__Passage to read__
Very broad questions. My suggestion is to pick up some books on country
wines and read them critically. Jack's site is great for his comments about
making country wines of many types. Read his recipes, not just his methods.

More flavorful wines. I assume you want wines that taste like the original
fruit. In that case use the maximum amount of fruit called for in the
recipe. Then make it dry. At this point it will probably not taste like
the original fruit. Stabilize and sweeten in a little and the fruit
character will probably come back. Adjust it to your taste.

You can try using more fruit than called for in a recipe but be ready to
adjust the acidity or it will get way out of balance real quick.

I agree with Greg. Slow feeding is a great way to make high alcohol wines
of 16-18%. That will not make them flavorful. It just makes them get you
drunk quick. Actually you can get drunk just as quick off 6-8% wine because
it is so smooth you will drink too much of it before you know it.

Racking every 3-4 weeks will do nothing but expose the wine to air and
lessen the quality. That is way too much handling. Rack to secondary, Rack
after fermentation and it starts to clear to get it off the gross leas (I
always wait at least 2 weeks after fermentation), rack 2-3 months later when
it mostly clears, and rack one more time only if necessary but not before
3-4 months.

__Dataset extract__
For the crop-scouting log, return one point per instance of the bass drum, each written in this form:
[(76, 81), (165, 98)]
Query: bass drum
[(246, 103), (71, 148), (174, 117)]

__Aim A__
List every span of time that the winemaking advice gives.
__Aim B__
Translate this sentence from the winemaking advice into Spanish: "Racking every 3-4 weeks will do nothing but expose the wine to air and lessen the quality."
__Aim C__
Quote the winemaking advice starting at "Racking every 3-4" and ending at "3-4 months.".

__Task response A__
3-4 weeks, at least 2 weeks, 2-3 months, 3-4 months

__Task response B__
Trasegar cada 3-4 semanas no hará más que exponer el vino al aire y disminuir su calidad.

__Task response C__
Racking every 3-4 weeks will do nothing but expose the wine to air and
lessen the quality. That is way too much handling. Rack to secondary, Rack
after fermentation and it starts to clear to get it off the gross leas (I
always wait at least 2 weeks after fermentation), rack 2-3 months later when
it mostly clears, and rack one more time only if necessary but not before
3-4 months.